=== Exercise materials ===
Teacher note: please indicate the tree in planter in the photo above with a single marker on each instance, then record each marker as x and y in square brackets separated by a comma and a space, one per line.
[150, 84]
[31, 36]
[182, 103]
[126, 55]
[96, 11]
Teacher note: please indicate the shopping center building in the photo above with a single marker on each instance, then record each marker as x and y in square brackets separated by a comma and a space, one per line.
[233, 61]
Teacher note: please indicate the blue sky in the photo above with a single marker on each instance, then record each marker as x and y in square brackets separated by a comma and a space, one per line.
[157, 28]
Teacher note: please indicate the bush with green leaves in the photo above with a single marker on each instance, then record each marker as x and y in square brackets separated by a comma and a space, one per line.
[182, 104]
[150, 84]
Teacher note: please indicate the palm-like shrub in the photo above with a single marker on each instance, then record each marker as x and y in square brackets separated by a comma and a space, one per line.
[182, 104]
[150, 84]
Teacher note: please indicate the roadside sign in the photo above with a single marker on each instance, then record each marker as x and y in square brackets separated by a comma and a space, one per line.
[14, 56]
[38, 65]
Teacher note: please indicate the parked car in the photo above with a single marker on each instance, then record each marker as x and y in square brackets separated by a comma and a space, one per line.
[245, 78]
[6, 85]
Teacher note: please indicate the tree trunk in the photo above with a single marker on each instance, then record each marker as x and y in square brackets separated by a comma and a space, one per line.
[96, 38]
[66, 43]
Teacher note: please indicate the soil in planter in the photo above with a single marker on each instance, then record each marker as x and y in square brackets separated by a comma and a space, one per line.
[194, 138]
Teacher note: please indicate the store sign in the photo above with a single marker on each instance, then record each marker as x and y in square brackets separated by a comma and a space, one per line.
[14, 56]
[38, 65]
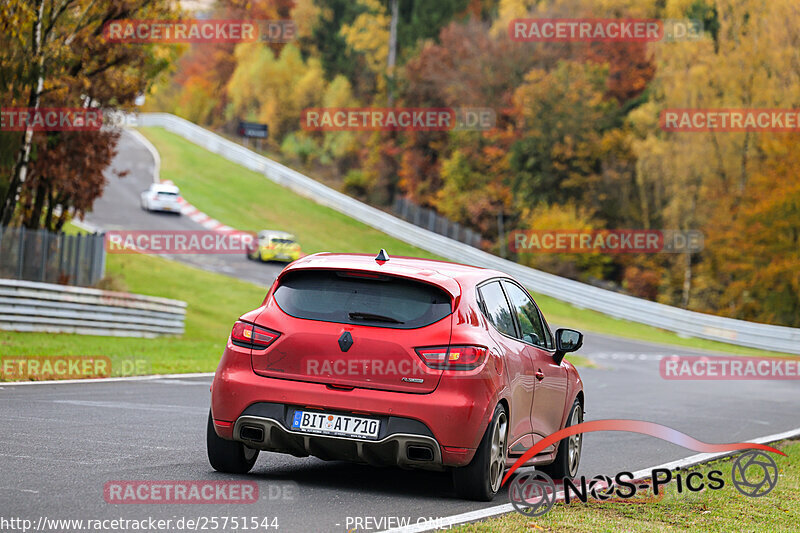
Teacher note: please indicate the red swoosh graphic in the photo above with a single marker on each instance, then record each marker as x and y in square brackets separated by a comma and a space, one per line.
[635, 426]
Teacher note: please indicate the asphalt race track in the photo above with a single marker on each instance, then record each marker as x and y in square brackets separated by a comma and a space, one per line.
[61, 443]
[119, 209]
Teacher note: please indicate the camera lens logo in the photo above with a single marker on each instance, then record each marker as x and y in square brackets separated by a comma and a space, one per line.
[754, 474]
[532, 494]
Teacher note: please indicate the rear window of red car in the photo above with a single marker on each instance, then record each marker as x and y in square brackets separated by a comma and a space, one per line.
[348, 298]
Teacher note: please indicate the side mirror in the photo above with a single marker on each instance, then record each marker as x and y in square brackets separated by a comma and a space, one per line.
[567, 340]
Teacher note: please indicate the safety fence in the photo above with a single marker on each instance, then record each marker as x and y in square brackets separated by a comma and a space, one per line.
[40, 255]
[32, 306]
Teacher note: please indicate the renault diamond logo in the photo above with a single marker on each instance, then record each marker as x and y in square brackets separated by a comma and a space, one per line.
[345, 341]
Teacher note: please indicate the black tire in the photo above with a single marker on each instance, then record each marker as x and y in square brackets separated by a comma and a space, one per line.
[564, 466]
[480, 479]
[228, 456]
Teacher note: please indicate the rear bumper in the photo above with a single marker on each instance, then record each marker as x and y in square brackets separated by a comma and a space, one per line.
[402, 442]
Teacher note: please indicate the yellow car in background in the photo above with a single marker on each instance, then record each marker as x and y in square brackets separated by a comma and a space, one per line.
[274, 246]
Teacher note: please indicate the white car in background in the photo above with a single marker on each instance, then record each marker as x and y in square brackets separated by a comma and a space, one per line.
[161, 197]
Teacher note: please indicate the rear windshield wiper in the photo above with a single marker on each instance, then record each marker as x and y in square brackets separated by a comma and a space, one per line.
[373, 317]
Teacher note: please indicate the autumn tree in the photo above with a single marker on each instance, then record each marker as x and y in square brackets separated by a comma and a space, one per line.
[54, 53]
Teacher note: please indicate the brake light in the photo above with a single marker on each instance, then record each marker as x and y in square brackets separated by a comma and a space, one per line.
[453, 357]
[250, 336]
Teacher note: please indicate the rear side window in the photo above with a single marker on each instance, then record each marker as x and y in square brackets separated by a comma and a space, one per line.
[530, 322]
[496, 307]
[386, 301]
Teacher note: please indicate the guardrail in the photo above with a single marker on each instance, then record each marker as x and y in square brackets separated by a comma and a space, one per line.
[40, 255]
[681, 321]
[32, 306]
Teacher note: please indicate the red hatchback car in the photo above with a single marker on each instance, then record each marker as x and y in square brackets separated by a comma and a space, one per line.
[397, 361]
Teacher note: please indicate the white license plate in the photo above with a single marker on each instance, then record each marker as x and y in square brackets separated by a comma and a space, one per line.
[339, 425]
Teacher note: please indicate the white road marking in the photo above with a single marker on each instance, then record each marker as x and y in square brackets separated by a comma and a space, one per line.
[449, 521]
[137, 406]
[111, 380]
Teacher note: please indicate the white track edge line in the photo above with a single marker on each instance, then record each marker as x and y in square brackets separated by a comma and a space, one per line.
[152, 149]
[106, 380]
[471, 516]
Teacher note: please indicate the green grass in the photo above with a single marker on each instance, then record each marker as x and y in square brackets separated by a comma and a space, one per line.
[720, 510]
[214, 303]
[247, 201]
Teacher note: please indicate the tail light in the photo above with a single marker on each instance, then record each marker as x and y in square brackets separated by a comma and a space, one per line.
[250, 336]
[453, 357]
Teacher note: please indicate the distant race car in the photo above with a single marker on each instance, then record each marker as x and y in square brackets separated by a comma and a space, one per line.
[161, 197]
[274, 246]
---
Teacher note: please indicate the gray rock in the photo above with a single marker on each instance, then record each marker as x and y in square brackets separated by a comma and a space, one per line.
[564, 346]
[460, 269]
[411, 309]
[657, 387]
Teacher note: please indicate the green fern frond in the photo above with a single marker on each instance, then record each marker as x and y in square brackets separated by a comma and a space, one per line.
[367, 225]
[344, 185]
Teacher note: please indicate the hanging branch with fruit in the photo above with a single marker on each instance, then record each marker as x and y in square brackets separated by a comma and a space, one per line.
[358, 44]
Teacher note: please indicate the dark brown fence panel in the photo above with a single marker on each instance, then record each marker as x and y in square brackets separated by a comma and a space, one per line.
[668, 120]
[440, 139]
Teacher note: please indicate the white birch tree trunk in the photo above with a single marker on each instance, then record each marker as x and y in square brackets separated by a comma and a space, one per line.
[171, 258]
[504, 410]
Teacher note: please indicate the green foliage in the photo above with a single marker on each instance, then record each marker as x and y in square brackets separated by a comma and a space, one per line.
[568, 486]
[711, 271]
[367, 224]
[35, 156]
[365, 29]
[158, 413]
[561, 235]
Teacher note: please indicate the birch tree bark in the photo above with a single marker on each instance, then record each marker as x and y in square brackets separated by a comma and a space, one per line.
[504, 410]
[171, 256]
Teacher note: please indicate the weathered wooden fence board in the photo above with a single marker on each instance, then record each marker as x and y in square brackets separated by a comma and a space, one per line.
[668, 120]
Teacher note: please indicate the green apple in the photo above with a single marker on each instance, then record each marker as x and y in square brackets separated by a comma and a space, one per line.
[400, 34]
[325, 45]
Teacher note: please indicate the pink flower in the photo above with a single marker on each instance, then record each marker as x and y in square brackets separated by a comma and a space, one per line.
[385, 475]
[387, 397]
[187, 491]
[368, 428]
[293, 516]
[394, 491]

=== Task requirements ===
Copy out every line of the records above that contains the string "tree", treating uppercase and lowercase letters as distinct.

=== Correct output ===
Teacher note: please indicate the tree in planter in the photo above with a single marker on each instance, then record each marker as x and y in square brackets separated by a comma and a space, one per line.
Teacher note: please indicate the tree trunk in the photo above with a single marker on each instance, then record each marker as x and y in square brackets separated by a comma and a space, one per line.
Teacher note: please indicate the autumn tree in the photo above with a single marker on each instance, then record each marker as x and y in square brackets separated by a comma and a space, one per line.
Teacher note: please indicate the white birch tree trunk in the photo above with a single marker on each instance, then record each marker as x and y in square brackets separated by a comma and a space, one per line.
Teacher note: please indicate the birch tree bark in the photo above with a single marker on each instance, then record each marker as x and y in square brackets separated by a comma and a space, one per line.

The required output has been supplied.